» EXTRACTED TEXT
"""
Overview of "AesExpert: Towards Multi-Modality Foundation Model for Image Aesthetics Perception"
The paper presents "AesExpert," a novel approach for enhancing the image aesthetics perception capabilities of multimodal LLMs (MLLMs). Recognizing the deficiency in human-annotated multimodal aesthetic data, the authors introduce a new dataset, Aesthetic Multi-Modality Instruction Tuning (AesMMIT), designed to bridge the gap between MLLMs and human aesthetic judgment.
Key Contributions
The authors make several notable contributions:
- Aesthetic Instruction-Following Dataset: AesMMIT is built on a corpus of aesthetic critiques collected through subjective experiments. It consists of 409K multi-type instructions derived from 21,904 diverse images and 88K human feedbacks. These incorporate various perception dimensions such as quality, attribute, emotion, and context reasoning.
- AesExpert Model: The paper fine-tunes existing MLLMs on the AesMMIT data, resulting in the AesExpert models. These models exhibit superior performance in aesthetics perception compared to contemporary MLLMs, including GPT-4V and Gemini-Pro-Vision.
"""
» TO DO
1 - Answer these questions about the AesExpert overview:
(a) What is the full name of the dataset abbreviated as AesMMIT?
(b) How many images are the AesMMIT instructions derived from?
(c) Which two contemporary MLLMs are named as being outperformed by the AesExpert models?
2 - Copy the passage of the AesExpert overview starting at "- AesExpert Model: The" and ending at "GPT-4V and Gemini-Pro-Vision.".
3 - Continue the AesExpert overview from the point where it stops.
The records are separate material, unrelated to the overview above.

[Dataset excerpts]
"""
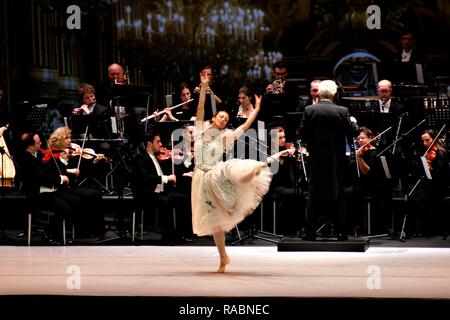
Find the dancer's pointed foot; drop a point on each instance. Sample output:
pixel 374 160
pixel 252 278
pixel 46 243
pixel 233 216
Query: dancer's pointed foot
pixel 259 167
pixel 223 263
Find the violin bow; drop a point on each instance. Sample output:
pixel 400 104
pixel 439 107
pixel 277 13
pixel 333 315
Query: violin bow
pixel 82 146
pixel 376 137
pixel 53 156
pixel 434 141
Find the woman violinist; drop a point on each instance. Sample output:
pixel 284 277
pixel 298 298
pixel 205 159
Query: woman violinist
pixel 87 201
pixel 424 203
pixel 371 182
pixel 437 159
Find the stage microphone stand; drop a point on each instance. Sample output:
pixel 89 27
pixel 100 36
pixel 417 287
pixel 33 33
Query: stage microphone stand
pixel 253 232
pixel 403 135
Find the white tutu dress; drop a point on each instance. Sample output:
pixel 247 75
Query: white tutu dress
pixel 224 193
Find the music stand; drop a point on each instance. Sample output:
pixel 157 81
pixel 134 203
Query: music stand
pixel 437 117
pixel 36 116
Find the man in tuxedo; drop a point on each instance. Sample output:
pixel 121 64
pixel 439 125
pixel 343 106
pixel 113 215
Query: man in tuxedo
pixel 212 105
pixel 324 129
pixel 313 96
pixel 99 125
pixel 154 189
pixel 393 110
pixel 385 103
pixel 281 95
pixel 408 52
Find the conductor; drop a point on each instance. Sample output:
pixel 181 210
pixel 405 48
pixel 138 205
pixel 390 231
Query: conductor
pixel 324 129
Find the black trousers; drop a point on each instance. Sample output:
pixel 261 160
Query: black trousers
pixel 334 210
pixel 165 202
pixel 80 205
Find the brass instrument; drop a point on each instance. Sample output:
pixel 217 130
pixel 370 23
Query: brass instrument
pixel 278 86
pixel 7 169
pixel 126 76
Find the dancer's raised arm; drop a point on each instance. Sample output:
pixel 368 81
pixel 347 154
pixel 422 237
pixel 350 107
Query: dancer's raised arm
pixel 248 123
pixel 201 101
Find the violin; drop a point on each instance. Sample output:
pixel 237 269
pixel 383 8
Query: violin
pixel 431 155
pixel 86 153
pixel 364 149
pixel 167 154
pixel 50 153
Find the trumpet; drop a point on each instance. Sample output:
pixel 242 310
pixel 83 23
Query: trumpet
pixel 124 78
pixel 278 86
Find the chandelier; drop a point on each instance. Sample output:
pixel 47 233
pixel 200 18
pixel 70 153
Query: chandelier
pixel 175 38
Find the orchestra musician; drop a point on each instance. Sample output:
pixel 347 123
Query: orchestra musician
pixel 368 180
pixel 154 189
pixel 324 129
pixel 281 95
pixel 186 111
pixel 285 188
pixel 58 159
pixel 385 103
pixel 209 93
pixel 424 203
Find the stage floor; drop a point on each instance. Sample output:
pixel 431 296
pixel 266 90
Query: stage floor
pixel 255 271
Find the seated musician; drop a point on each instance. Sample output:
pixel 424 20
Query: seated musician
pixel 286 189
pixel 59 158
pixel 366 178
pixel 184 170
pixel 97 119
pixel 154 189
pixel 424 202
pixel 99 124
pixel 186 111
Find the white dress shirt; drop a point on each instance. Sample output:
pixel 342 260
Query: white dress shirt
pixel 164 179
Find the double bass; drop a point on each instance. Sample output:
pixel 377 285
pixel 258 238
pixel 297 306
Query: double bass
pixel 7 169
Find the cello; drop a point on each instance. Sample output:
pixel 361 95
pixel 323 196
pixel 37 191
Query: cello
pixel 7 169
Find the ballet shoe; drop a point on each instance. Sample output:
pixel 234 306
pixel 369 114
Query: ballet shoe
pixel 223 263
pixel 259 167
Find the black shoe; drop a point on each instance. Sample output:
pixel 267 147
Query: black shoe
pixel 309 237
pixel 342 237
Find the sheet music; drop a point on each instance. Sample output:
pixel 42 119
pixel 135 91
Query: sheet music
pixel 419 72
pixel 385 167
pixel 426 168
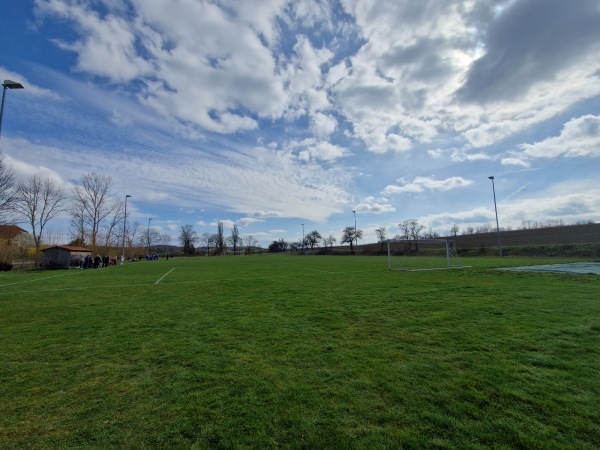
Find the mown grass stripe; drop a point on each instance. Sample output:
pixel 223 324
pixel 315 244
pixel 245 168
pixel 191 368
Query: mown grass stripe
pixel 163 277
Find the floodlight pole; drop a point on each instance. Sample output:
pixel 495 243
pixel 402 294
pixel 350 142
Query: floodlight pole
pixel 124 225
pixel 355 235
pixel 497 225
pixel 148 235
pixel 8 84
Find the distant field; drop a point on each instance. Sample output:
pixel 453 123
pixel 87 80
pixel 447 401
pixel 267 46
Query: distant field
pixel 299 351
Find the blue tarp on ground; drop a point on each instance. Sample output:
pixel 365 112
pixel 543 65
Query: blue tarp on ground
pixel 581 267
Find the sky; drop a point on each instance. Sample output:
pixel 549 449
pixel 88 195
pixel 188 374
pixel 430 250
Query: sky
pixel 285 117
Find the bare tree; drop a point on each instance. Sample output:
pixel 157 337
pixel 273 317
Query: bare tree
pixel 131 234
pixel 312 239
pixel 148 238
pixel 251 243
pixel 349 235
pixel 94 199
pixel 7 184
pixel 164 239
pixel 37 201
pixel 188 238
pixel 329 241
pixel 111 228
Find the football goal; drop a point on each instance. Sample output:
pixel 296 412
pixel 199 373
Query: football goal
pixel 422 254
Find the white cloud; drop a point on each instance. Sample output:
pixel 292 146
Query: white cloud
pixel 579 137
pixel 422 184
pixel 322 151
pixel 514 162
pixel 374 205
pixel 323 125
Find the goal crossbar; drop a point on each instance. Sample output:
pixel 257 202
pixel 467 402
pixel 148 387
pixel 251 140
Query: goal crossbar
pixel 441 251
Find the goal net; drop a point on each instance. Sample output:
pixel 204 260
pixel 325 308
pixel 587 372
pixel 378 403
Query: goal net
pixel 422 254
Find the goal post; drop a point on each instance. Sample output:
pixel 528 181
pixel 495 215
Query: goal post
pixel 422 254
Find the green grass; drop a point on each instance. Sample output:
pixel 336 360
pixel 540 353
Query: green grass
pixel 290 351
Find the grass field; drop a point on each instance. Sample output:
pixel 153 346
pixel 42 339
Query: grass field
pixel 290 351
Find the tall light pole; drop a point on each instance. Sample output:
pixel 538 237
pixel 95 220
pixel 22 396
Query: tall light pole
pixel 355 236
pixel 7 85
pixel 497 225
pixel 148 235
pixel 124 225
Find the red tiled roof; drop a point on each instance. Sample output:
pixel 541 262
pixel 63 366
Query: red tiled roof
pixel 10 231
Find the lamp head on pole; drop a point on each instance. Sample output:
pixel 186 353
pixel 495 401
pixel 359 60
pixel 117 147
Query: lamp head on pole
pixel 8 84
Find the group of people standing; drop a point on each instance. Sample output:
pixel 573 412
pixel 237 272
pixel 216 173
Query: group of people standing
pixel 96 262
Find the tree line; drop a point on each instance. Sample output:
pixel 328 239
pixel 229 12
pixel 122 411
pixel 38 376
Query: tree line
pixel 97 215
pixel 218 242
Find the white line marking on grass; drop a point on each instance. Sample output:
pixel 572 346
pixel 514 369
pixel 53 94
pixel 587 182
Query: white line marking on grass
pixel 317 270
pixel 161 278
pixel 181 282
pixel 31 281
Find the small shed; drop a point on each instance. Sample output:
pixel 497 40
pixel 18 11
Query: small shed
pixel 63 256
"""
» ANSWERS PER TASK
1 -
(a) Aesthetic Multi-Modality Instruction Tuning
(b) 21,904
(c) GPT-4V and Gemini-Pro-Vision

2 -
- AesExpert Model: The paper fine-tunes existing MLLMs on the AesMMIT data, resulting in the AesExpert models. These models exhibit superior performance in aesthetics perception compared to contemporary MLLMs, including GPT-4V and Gemini-Pro-Vision.

3 -
- Open-source Contribution: The dataset and models, including their codes and checkpoints, are made publicly available, which could support further advancements in MLLMs with comprehensive aesthetic capabilities.
Methodology
The methodology involves three main stages:
- Collecting Human Feedback: 48 subjects provided detailed aesthetic feedback on images, focusing on coarse and fine-grained aesthetic evaluations and feelings.
- GPT-Assisted Refinement: The authors used GPT to generate diverse instruction-following data formats from the human feedback, enhancing the dataset's breadth.
- Model Fine-tuning: The researchers fine-tuned pre-existing MLLMs on this comprehensive dataset to derive the AesExpert models, targeting improved aesthetic interactions.
Results
Extensive evaluations on the AesBench benchmark demonstrate substantial improvements in aesthetic perception tasks. The models exhibit notably enhanced capabilities in aesthetic interpretation, perception, and empathy. Performance improvements, especially in assessing artificial intelligence-generated images, highlight the dataset’s efficacy.
Implications and Future Directions
The work implies significant potential for MLLMs to serve roles requiring nuanced aesthetic understanding, such as in smart photography and media curation. Future advancements may explore expanding datasets to include more diverse aesthetic contexts and improve MLLMs' interpretative precision further.
Overall, this research lays foundational work for developing models that replicate human-like aesthetic judgments, catalyzing progress in AI that interacts with visual domains more profoundly.